TASK DETAILS: Output the data exactly, with every line intact.
RECORDS TO USE section start
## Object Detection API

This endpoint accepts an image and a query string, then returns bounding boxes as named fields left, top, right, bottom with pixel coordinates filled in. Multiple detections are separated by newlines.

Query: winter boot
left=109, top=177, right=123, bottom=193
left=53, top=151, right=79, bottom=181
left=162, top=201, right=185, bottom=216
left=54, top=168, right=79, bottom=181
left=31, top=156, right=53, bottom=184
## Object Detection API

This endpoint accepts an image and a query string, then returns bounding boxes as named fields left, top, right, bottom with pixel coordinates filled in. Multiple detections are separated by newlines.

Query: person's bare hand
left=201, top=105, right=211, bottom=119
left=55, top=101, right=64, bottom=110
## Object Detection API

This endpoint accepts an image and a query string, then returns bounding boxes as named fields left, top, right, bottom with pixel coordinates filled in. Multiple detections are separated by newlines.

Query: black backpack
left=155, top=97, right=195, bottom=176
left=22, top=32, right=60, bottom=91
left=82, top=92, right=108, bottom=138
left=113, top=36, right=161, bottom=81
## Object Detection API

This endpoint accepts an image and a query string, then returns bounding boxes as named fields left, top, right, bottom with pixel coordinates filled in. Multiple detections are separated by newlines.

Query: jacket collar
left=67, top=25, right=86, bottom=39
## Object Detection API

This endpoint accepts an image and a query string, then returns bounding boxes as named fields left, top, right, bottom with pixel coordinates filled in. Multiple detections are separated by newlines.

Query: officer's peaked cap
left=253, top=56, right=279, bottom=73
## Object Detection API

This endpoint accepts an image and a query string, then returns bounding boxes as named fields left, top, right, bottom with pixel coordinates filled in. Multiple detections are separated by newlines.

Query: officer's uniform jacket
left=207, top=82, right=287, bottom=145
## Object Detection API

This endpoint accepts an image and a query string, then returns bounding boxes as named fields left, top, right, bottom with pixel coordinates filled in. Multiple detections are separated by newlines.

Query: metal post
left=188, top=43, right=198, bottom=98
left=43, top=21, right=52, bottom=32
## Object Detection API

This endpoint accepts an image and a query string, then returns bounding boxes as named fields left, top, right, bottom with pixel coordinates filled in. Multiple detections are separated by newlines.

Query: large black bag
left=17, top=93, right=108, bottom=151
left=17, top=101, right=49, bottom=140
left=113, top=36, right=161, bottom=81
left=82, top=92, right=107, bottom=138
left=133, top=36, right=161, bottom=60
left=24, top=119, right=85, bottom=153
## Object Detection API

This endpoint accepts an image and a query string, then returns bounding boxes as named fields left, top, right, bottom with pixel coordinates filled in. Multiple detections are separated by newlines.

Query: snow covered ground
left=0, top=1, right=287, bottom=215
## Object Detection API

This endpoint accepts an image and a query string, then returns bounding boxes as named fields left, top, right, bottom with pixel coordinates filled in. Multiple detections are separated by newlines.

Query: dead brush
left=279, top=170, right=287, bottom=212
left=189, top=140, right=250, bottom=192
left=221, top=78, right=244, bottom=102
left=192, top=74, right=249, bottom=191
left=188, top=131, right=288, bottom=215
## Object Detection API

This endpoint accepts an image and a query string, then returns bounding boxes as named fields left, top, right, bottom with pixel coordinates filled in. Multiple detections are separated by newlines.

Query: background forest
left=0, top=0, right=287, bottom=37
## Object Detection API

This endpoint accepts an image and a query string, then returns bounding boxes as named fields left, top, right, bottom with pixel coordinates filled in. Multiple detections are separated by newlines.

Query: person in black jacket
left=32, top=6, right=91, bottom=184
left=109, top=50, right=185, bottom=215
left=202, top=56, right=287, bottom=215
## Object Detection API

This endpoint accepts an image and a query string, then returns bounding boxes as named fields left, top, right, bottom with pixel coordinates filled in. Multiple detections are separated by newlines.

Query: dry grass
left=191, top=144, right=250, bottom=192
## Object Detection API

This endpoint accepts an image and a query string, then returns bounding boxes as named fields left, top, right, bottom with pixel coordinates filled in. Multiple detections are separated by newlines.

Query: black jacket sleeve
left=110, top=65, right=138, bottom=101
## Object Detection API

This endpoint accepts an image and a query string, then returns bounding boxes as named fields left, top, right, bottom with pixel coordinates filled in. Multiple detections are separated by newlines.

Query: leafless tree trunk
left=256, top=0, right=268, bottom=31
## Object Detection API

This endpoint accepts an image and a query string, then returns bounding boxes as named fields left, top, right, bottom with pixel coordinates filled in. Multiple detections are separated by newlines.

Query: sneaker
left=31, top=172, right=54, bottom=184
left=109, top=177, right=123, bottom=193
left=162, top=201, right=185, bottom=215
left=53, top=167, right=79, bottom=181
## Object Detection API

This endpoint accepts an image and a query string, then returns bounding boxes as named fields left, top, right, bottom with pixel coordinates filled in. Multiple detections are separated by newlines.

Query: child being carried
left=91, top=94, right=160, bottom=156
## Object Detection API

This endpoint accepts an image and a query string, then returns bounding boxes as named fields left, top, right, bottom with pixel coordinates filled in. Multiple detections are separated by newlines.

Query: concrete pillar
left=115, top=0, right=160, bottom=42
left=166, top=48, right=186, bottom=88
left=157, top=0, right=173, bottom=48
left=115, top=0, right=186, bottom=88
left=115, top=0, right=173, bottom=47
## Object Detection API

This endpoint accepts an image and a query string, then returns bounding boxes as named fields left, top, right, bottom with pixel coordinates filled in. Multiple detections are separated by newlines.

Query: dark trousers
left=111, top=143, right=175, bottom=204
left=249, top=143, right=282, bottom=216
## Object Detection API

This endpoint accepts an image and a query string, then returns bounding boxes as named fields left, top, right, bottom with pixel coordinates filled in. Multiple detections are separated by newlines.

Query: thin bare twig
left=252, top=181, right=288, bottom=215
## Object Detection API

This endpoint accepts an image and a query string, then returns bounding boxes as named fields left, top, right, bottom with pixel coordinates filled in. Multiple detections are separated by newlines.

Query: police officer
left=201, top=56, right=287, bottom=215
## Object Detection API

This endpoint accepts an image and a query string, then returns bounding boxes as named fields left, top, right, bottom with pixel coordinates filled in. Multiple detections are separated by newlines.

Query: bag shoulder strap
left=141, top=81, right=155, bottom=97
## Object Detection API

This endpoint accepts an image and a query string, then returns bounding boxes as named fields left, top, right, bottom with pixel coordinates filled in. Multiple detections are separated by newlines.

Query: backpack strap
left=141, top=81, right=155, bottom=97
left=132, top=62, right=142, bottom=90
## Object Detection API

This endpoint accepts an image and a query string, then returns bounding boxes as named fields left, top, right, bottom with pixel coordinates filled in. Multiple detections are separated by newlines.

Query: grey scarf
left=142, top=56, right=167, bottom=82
RECORDS TO USE section end
ANSWER TO THE PROBLEM:
## Object Detection API

This endpoint accepts an image and a query string, then returns bounding boxes as named fields left, top, right, bottom with pixel coordinates filled in. Multiple detections are separated by newlines.

Query: winter boot
left=109, top=177, right=123, bottom=193
left=53, top=151, right=79, bottom=181
left=162, top=201, right=185, bottom=216
left=54, top=168, right=79, bottom=181
left=31, top=156, right=53, bottom=184
## Object Detection API

This endpoint accepts an image and a query string, then returns bounding boxes as named fields left, top, right, bottom with pixel coordinates filled in. Multiple detections are separated by newlines.

Query: person's bare hand
left=201, top=105, right=211, bottom=119
left=55, top=101, right=64, bottom=110
## Object Detection API

This endpoint accepts an image and a query string, then returns bounding boxes as named fields left, top, right, bottom with pixel coordinates filled in. Multiple detections are separated by newlines.

Query: black backpack
left=155, top=97, right=195, bottom=176
left=22, top=32, right=60, bottom=91
left=82, top=92, right=108, bottom=138
left=113, top=36, right=161, bottom=81
## Object Detection API

This endpoint accepts an image and a query string, then returns bounding boxes as named fields left, top, right, bottom with pixel coordinates filled in. Multiple detections are separated by newlines.

Query: jacket collar
left=67, top=25, right=86, bottom=39
## Object Detection API

This endpoint accepts an image and a query string, then returns bounding boxes as named fields left, top, right, bottom with pixel coordinates filled in. Multiple detections are separated by newlines.

Query: officer's peaked cap
left=253, top=56, right=279, bottom=73
## Object Detection API

This endpoint accepts an image and a query string, then returns bounding boxes as named fields left, top, right, bottom with pixel coordinates filled in. Multiple detections are separated by newlines.

Query: officer's uniform jacket
left=207, top=82, right=287, bottom=145
## Object Detection API

This endpoint accepts an image and a query string, then returns bounding boxes as named fields left, top, right, bottom with pixel coordinates filled in. Multiple detections are separated by newlines.

Query: metal post
left=188, top=43, right=198, bottom=98
left=43, top=21, right=52, bottom=32
## Object Detection API

This endpoint accepts an image and a query string, then returns bounding boxes as named fields left, top, right, bottom with pixel coordinates filled in. Multiple detections are separated by newlines.

Query: large black bag
left=17, top=93, right=108, bottom=151
left=17, top=101, right=49, bottom=140
left=113, top=36, right=161, bottom=81
left=82, top=92, right=107, bottom=138
left=133, top=36, right=161, bottom=60
left=24, top=119, right=85, bottom=153
## Object Detection API

This endpoint accepts an image and a query string, then returns bounding boxes as named fields left, top, right, bottom with pixel coordinates filled in. Multiple detections are separated by newlines.

Query: snow covered ground
left=0, top=1, right=287, bottom=215
## Object Detection API

This endpoint accepts an image and a query string, then returns bounding boxes as named fields left, top, right, bottom with pixel coordinates filled in. Multiple detections are separated by newlines.

Query: dead brush
left=279, top=170, right=287, bottom=212
left=189, top=140, right=250, bottom=192
left=221, top=78, right=244, bottom=102
left=192, top=74, right=249, bottom=191
left=188, top=131, right=288, bottom=215
## Object Detection API

This endpoint accepts an image and a query string, then returns bounding boxes as named fields left, top, right, bottom with pixel coordinates filled in. Multiple detections are separated by newlines.

Query: background forest
left=0, top=0, right=287, bottom=37
## Object Detection API

This endpoint accepts an image and a query string, then returns bounding boxes as named fields left, top, right, bottom with pixel coordinates filled in. Multiple detections are separated by newlines.

Query: person in black jacket
left=32, top=6, right=91, bottom=184
left=109, top=50, right=185, bottom=215
left=202, top=56, right=287, bottom=215
## Object Detection API

This endpoint accepts an image and a query string, then returns bounding boxes as named fields left, top, right, bottom with pixel coordinates filled in. Multiple detections are separated by newlines.

Query: dry grass
left=191, top=144, right=250, bottom=192
## Object Detection API

This endpoint accepts an image and a query string, then returns bounding boxes as named fields left, top, right, bottom with pixel coordinates filled in. Multiple detections are separated by newlines.

Query: black jacket sleeve
left=110, top=65, right=138, bottom=101
## Object Detection API

This endpoint accepts an image and a query string, then returns bounding boxes as named fields left, top, right, bottom with pixel coordinates filled in. Multiple detections are separated by newlines.

Query: leafless tree trunk
left=256, top=0, right=268, bottom=31
## Object Detection API

This endpoint accepts an image and a query string, then returns bounding boxes as named fields left, top, right, bottom with pixel coordinates filled in. Multiple detections are separated by newlines.

Query: sneaker
left=31, top=172, right=54, bottom=184
left=109, top=177, right=123, bottom=193
left=162, top=201, right=185, bottom=215
left=53, top=167, right=79, bottom=181
## Object Detection API

This endpoint accepts an image and a query string, then returns bounding boxes as named fields left, top, right, bottom with pixel coordinates filled in. Multiple detections are separated by newlines.

Query: child being carried
left=91, top=94, right=160, bottom=156
## Object Detection API

This endpoint accepts an image and a query string, then returns bounding boxes as named fields left, top, right, bottom with pixel coordinates filled in. Multiple detections are separated by newlines.

Query: concrete pillar
left=115, top=0, right=160, bottom=42
left=166, top=48, right=186, bottom=88
left=157, top=0, right=173, bottom=48
left=115, top=0, right=186, bottom=88
left=115, top=0, right=173, bottom=47
## Object Detection API

This endpoint accepts an image and a query string, then returns bounding boxes as named fields left, top, right, bottom with pixel coordinates filled in. Multiple detections are separated by newlines.

Query: dark trousers
left=111, top=143, right=175, bottom=204
left=249, top=143, right=282, bottom=216
## Object Detection API

This endpoint accepts an image and a query string, then returns bounding boxes as named fields left, top, right, bottom with pixel coordinates filled in. Multiple detections are separated by newlines.

Query: thin bare twig
left=252, top=181, right=288, bottom=215
## Object Detection API

This endpoint accepts an image and a query string, then returns bounding boxes as named fields left, top, right, bottom with pixel coordinates filled in. Multiple detections are separated by newlines.

Query: police officer
left=201, top=56, right=287, bottom=215
## Object Detection API

This endpoint accepts an image and a query string, then returns bounding boxes as named fields left, top, right, bottom with pixel coordinates filled in. Multiple detections are separated by newlines.

Query: bag shoulder strap
left=141, top=81, right=155, bottom=97
## Object Detection API

This endpoint accepts an image and a query string, then returns bounding boxes as named fields left, top, right, bottom with pixel coordinates filled in. Multiple detections are separated by newlines.

Query: backpack strap
left=141, top=81, right=155, bottom=97
left=132, top=62, right=142, bottom=90
## Object Detection API

This endpoint accepts an image and a query string, then returns bounding boxes as named fields left, top, right, bottom with pixel coordinates filled in. Multiple detections are separated by newlines.

Query: grey scarf
left=142, top=56, right=167, bottom=82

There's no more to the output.